■ **Task description**: Reproduce every record below exactly as written, but leave out any pictures.

■ **Source data**:
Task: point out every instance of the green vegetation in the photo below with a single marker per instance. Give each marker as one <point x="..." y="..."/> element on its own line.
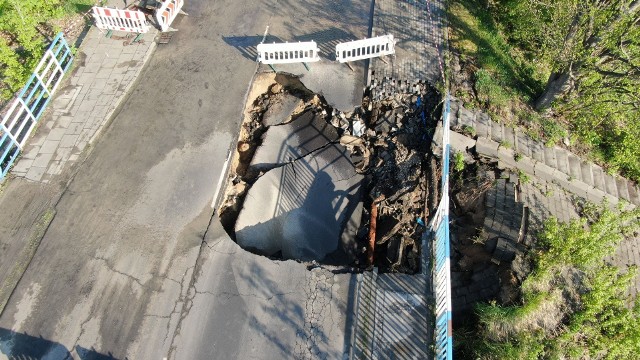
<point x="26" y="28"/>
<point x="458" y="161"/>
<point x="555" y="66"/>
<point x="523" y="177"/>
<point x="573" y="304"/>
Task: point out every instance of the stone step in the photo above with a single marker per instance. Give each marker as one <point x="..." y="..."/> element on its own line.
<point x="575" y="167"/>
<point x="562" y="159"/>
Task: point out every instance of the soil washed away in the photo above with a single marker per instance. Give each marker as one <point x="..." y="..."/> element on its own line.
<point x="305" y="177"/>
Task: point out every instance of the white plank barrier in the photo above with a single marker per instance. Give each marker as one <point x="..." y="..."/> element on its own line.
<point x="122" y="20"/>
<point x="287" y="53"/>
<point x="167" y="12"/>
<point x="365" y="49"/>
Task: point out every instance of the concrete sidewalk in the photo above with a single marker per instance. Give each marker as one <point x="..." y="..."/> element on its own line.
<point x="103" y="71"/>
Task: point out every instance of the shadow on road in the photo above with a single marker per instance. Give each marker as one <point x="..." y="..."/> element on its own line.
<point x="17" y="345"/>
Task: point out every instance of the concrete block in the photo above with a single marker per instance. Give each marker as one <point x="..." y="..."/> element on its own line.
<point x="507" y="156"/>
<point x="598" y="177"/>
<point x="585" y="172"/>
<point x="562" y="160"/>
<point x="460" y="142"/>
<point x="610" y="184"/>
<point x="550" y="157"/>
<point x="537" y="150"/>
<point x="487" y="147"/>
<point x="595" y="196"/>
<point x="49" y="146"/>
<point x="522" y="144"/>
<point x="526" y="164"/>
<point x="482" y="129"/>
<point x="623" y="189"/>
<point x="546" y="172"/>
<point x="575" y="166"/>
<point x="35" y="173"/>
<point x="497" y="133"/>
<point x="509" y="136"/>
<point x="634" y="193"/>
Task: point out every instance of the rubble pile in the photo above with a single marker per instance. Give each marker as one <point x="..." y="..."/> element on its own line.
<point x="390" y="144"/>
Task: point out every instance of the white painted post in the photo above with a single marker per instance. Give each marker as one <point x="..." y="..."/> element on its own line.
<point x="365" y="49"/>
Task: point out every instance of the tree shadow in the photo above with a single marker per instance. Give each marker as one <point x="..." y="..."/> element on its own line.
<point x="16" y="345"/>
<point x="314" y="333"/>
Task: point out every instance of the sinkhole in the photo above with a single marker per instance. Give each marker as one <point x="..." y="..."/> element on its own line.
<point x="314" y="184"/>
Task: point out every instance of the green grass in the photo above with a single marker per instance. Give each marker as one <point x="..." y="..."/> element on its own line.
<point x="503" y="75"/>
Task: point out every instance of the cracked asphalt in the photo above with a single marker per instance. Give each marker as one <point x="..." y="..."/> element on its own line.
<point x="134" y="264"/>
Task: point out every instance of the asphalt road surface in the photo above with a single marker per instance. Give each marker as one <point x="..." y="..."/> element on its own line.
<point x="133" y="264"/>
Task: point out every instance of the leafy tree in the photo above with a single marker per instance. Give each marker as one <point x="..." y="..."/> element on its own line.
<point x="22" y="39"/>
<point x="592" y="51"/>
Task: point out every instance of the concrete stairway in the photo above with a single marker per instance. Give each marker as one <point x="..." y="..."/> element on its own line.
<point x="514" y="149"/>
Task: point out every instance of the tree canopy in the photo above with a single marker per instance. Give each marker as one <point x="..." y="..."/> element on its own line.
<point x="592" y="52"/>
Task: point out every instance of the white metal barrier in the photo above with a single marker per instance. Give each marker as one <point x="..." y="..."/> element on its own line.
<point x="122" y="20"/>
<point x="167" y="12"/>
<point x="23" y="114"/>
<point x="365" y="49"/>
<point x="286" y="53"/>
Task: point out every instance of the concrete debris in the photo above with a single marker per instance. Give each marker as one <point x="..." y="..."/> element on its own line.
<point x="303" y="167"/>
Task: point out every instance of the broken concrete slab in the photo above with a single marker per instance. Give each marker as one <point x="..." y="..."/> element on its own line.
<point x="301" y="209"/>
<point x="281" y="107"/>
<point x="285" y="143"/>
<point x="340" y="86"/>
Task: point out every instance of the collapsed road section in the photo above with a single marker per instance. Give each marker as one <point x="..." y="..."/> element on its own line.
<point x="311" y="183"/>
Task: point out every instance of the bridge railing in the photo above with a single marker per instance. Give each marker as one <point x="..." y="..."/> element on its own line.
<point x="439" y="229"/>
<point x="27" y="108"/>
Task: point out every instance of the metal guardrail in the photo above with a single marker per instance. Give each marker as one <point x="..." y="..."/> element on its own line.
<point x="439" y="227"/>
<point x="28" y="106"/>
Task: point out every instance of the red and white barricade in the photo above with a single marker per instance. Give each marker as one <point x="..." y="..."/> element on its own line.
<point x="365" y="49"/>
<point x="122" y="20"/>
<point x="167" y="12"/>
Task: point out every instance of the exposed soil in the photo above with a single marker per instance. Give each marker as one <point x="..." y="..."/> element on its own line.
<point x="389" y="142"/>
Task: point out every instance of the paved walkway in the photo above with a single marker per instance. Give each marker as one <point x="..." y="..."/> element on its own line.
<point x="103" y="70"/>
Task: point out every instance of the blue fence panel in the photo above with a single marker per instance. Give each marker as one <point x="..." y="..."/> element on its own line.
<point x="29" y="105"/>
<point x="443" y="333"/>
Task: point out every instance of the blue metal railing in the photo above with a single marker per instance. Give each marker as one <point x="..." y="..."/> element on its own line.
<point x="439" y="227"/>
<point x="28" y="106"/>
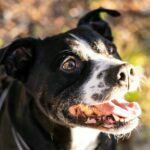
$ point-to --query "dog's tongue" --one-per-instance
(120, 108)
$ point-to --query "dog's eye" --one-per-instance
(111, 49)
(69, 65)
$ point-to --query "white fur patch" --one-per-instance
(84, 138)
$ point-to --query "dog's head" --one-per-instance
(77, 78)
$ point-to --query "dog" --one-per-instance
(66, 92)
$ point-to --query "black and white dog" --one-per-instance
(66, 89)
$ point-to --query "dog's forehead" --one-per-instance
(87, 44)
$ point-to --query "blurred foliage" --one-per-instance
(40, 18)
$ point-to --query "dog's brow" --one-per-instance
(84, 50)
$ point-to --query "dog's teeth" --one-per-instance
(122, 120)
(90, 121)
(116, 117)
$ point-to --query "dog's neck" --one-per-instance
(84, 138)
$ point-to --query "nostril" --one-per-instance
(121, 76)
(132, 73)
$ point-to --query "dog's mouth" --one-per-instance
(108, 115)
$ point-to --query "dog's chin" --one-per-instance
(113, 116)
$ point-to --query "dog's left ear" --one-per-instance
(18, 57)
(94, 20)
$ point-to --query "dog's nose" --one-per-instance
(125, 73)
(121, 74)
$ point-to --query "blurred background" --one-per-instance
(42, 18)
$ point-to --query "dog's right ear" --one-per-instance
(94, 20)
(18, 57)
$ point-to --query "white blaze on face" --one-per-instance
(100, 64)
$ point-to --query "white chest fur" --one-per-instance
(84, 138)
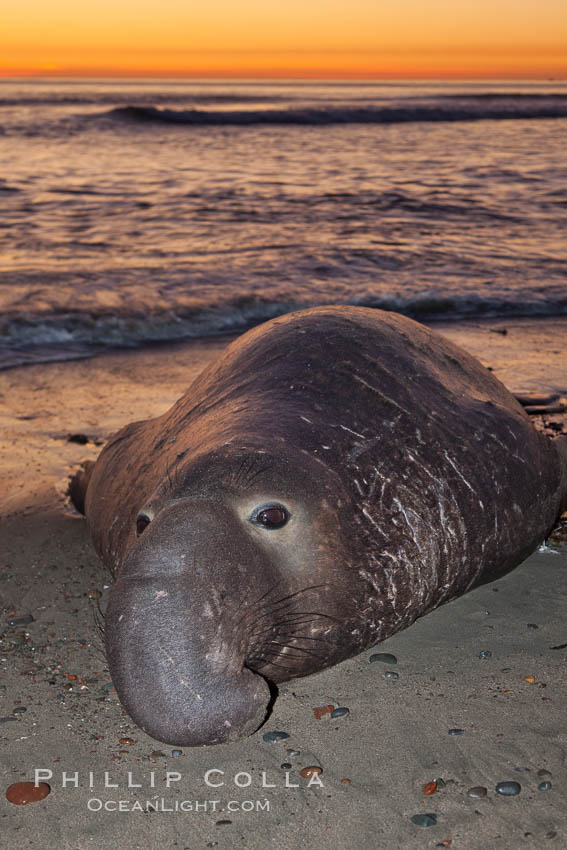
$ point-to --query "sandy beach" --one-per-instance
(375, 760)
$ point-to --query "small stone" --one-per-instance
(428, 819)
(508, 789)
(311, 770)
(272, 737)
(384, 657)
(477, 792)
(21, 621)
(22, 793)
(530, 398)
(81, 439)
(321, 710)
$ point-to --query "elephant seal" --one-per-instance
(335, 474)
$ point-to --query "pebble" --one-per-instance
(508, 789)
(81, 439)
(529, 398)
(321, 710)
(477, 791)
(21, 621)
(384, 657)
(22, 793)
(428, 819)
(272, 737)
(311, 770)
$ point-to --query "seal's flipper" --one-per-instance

■ **Reply to the task**:
Task: point out every instance of the green vegetation in the photo below with a single marker per instance. Give each marker as one <point x="..." y="..."/> element on its own line.
<point x="26" y="28"/>
<point x="458" y="161"/>
<point x="555" y="66"/>
<point x="523" y="177"/>
<point x="573" y="304"/>
Task: point out every instance of the stone step in the photo above with a single marker per instance. Give each marker as one <point x="..." y="..."/> element on its own line.
<point x="575" y="167"/>
<point x="562" y="159"/>
Task: point out every instance of the soil washed away in the photo above with a single marker per instance. Give each marker as one <point x="..." y="..."/> element on its own line.
<point x="305" y="177"/>
Task: point out every instance of the white plank barrier in the photo above with a single marker per instance. Give each marker as one <point x="..." y="..."/> element on its own line.
<point x="122" y="20"/>
<point x="287" y="53"/>
<point x="167" y="12"/>
<point x="365" y="49"/>
Task: point out every instance of the concrete sidewalk in the photo above with a single marker per instance. Give each marker as one <point x="..." y="..."/> element on its own line.
<point x="103" y="71"/>
Task: point out every instance of the shadow on road in the photo above with a single marker per instance. Give each marker as one <point x="..." y="..."/> element on its own line.
<point x="17" y="345"/>
Task: point out every instance of the concrete block in the photo above with a single marker per instance. Give each marker as one <point x="..." y="..."/> element on its own line.
<point x="507" y="156"/>
<point x="598" y="177"/>
<point x="585" y="172"/>
<point x="562" y="160"/>
<point x="460" y="142"/>
<point x="610" y="184"/>
<point x="550" y="157"/>
<point x="537" y="150"/>
<point x="487" y="147"/>
<point x="595" y="196"/>
<point x="49" y="146"/>
<point x="522" y="144"/>
<point x="526" y="164"/>
<point x="482" y="129"/>
<point x="623" y="189"/>
<point x="546" y="172"/>
<point x="575" y="166"/>
<point x="35" y="173"/>
<point x="497" y="133"/>
<point x="509" y="136"/>
<point x="634" y="193"/>
Task: point out every instance of the rubble pile in the photo above with a single marker per instance. Give each marker as one <point x="..." y="..."/> element on its own line.
<point x="390" y="144"/>
Task: point out every instance of the white painted post in the photo above with a single marker per instance. Give each marker as one <point x="..." y="..."/> element on its own line.
<point x="365" y="49"/>
Task: point out every instance of the tree shadow in the photo above with a single marker per instance. Give each marker as one <point x="..." y="..."/> element on its own line.
<point x="16" y="345"/>
<point x="314" y="333"/>
Task: point out every instance of the sinkhole in the photo above with a single marker per instance. Give each marker as one <point x="..." y="..."/> element on its own line.
<point x="314" y="184"/>
Task: point out every instance of the green grass in the photo above with a single marker per instance. Give each marker as one <point x="..." y="..."/> element on its own line.
<point x="503" y="75"/>
Task: point out every instance of the cracked asphalt in the photo above with a single marker per instance. Give each marker as one <point x="..." y="..."/> element on its own line.
<point x="134" y="264"/>
Task: point out every instance of the asphalt road surface in the photo above with a single marker per instance. Give each marker as one <point x="..." y="..."/> element on its own line.
<point x="133" y="264"/>
Task: point out every instance of the leafy tree in the photo above with a single marker per instance. Give each marker as one <point x="..." y="..."/> element on its own line.
<point x="22" y="39"/>
<point x="592" y="51"/>
Task: point out every instance of the concrete stairway in the photo above with a single marker per instance. Give each marker as one <point x="..." y="..."/> element on its own line.
<point x="514" y="149"/>
Task: point out every instance of the tree canopy in the photo above with a single marker per instance. Give each marker as one <point x="..." y="..."/> element on its own line.
<point x="592" y="52"/>
Task: point out every instance of the white metal barrier in the photo above with a single marker per instance. Give each marker as one <point x="..." y="..."/> element on its own line.
<point x="122" y="20"/>
<point x="167" y="12"/>
<point x="23" y="114"/>
<point x="365" y="49"/>
<point x="286" y="53"/>
Task: point out every instance of the concrete debris in the photo above with a single marker per instance. Give each marker as one <point x="..." y="..."/> element on its own line.
<point x="303" y="167"/>
Task: point out every instance of the broken concrete slab in the photo above with a single marker per instance. Give each marker as one <point x="..." y="..."/> element on its own line.
<point x="301" y="209"/>
<point x="281" y="107"/>
<point x="285" y="143"/>
<point x="340" y="86"/>
Task: point out every instance of the collapsed road section in the photo above with a single marker per instance. Give each marker as one <point x="..." y="..."/> element on its own line.
<point x="311" y="183"/>
Task: point out every instance of the bridge railing in the photo above with a single marker per instance. Give each marker as one <point x="..." y="..."/> element on its own line.
<point x="439" y="229"/>
<point x="27" y="108"/>
Task: point out every instance of the metal guardrail in the photo above with a single marker per instance. Give each marker as one <point x="..." y="..."/> element on its own line.
<point x="439" y="227"/>
<point x="28" y="106"/>
Task: point out every instance of the red and white barricade in the photo above with a single marker per instance. Give each marker as one <point x="..." y="..."/> element on its own line.
<point x="365" y="49"/>
<point x="122" y="20"/>
<point x="167" y="12"/>
Task: point out every instance of the exposed soil in the photo above with a single marker per instance. Give each marker as one <point x="..." y="..."/> element on its own line.
<point x="389" y="142"/>
Task: point out every instance of the paved walkway in the photo above with a single marker per instance. Give each marker as one <point x="..." y="..."/> element on its own line.
<point x="103" y="70"/>
Task: point out every instance of the blue fence panel in the photo above with a single marker per instance. Give each marker as one <point x="..." y="..."/> element on its own line.
<point x="29" y="105"/>
<point x="443" y="333"/>
Task: point out every instance of the blue metal railing in the photo above with a single marker per instance. Give each marker as one <point x="..." y="..."/> element on its own line.
<point x="439" y="227"/>
<point x="28" y="106"/>
$ point-to --query "dog's tongue" --one-per-instance
(120, 108)
$ point-to --query "dog's eye" --one-per-instance
(111, 49)
(69, 65)
$ point-to --query "white fur patch" --one-per-instance
(84, 138)
$ point-to --query "dog's head" --one-per-instance
(77, 78)
$ point-to --query "dog" --one-per-instance
(66, 92)
$ point-to --query "black and white dog" --one-per-instance
(66, 89)
$ point-to --query "dog's forehead" --one-per-instance
(87, 44)
$ point-to --query "blurred foliage" --one-per-instance
(40, 18)
$ point-to --query "dog's brow" --one-per-instance
(84, 50)
$ point-to --query "dog's teeth" --one-per-instance
(122, 120)
(90, 121)
(116, 117)
$ point-to --query "dog's neck" --one-per-instance
(84, 138)
$ point-to --query "nostril" --one-per-instance
(121, 76)
(132, 73)
$ point-to --query "dog's mouth" --one-per-instance
(108, 115)
$ point-to --query "dog's chin" --one-per-instance
(113, 116)
$ point-to --query "dog's left ear" --one-per-instance
(18, 57)
(94, 20)
$ point-to --query "dog's nose" --one-per-instance
(125, 73)
(121, 74)
$ point-to --query "blurred background" --one-per-instance
(42, 18)
$ point-to --query "dog's right ear" --one-per-instance
(94, 20)
(18, 57)
$ point-to --query "white blaze on face" --one-per-instance
(100, 64)
$ point-to --query "white chest fur" --one-per-instance
(84, 138)
$ point-to --query "sandy beach" --one-per-instance
(375, 760)
$ point-to --query "small stone" --one-per-instance
(428, 819)
(508, 789)
(311, 770)
(272, 737)
(384, 657)
(477, 792)
(21, 621)
(22, 793)
(530, 398)
(81, 439)
(321, 710)
$ point-to --query "elephant seal" --one-per-instance
(335, 474)
$ point-to --query "pebble" --one-per-instance
(508, 789)
(81, 439)
(529, 398)
(321, 710)
(477, 791)
(21, 621)
(384, 657)
(22, 793)
(428, 819)
(272, 737)
(311, 770)
$ point-to --query "seal's flipper" --one-per-instance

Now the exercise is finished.